**TÂCHE À RÉALISER:**
Recopiez à l'identique les lignes ci-dessous, depuis le début jusqu'à la ligne contenant « positive clicks: (179, 297) », celle-ci incluse.

**DONNÉES ENREGISTRÉES:**
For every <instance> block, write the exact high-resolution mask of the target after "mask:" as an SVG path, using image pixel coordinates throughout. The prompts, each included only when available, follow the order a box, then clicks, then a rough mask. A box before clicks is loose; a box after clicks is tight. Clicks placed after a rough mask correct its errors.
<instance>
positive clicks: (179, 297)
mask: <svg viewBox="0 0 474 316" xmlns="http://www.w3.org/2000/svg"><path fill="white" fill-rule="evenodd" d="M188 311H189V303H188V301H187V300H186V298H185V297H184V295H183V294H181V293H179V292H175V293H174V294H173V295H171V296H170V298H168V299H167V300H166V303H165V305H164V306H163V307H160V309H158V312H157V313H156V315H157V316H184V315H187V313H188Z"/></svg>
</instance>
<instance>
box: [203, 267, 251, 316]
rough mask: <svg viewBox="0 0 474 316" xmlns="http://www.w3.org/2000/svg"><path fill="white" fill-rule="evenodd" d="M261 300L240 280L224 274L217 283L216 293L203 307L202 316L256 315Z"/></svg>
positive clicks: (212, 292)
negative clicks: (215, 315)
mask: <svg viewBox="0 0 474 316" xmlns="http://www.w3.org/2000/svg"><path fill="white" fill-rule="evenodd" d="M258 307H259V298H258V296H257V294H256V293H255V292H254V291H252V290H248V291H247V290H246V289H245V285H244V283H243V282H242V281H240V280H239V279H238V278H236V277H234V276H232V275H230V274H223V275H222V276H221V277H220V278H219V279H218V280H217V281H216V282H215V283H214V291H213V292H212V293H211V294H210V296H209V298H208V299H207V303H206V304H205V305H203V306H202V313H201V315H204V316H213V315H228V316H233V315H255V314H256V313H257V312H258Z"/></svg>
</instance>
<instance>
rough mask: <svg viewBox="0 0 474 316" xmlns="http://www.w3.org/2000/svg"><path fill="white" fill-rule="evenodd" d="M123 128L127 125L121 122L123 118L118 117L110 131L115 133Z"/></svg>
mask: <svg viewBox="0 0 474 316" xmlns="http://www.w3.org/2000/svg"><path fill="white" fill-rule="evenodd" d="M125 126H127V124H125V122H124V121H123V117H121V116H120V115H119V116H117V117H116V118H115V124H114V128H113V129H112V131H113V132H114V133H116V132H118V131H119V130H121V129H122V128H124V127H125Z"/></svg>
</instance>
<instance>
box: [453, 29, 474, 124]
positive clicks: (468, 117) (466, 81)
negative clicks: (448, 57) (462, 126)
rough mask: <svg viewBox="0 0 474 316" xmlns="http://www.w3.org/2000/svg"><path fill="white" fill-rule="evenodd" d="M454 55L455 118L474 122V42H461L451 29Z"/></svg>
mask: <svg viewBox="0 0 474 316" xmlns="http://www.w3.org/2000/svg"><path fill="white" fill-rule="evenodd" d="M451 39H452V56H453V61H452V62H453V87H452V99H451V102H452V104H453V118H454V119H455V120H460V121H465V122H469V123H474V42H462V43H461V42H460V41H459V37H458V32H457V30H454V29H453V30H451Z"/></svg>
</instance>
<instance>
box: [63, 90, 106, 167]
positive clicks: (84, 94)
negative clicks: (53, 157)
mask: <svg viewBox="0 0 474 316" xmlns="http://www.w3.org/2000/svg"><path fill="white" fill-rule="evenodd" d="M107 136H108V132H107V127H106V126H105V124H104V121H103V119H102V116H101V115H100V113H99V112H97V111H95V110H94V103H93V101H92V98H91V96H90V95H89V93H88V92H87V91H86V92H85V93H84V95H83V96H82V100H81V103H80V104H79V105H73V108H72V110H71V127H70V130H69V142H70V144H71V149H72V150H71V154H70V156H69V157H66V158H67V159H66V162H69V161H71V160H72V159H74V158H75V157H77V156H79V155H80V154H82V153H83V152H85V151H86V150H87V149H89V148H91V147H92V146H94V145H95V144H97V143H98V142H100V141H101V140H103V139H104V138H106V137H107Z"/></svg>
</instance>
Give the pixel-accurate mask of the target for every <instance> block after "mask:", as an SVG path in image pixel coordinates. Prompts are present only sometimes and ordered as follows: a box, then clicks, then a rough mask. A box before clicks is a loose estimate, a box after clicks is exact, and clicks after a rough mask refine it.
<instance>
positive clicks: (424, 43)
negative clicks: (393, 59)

**RÉSULTAT CI-DESSOUS:**
For every <instance> block, write the exact high-resolution mask of the target after "mask:" as an SVG path, using image pixel coordinates throughout. The prompts, each included only when available, follow the order a box, then clicks, then a rough mask. A box before clicks is loose; a box after clicks is tight. Clicks placed after a rough mask correct its errors.
<instance>
positive clicks: (179, 297)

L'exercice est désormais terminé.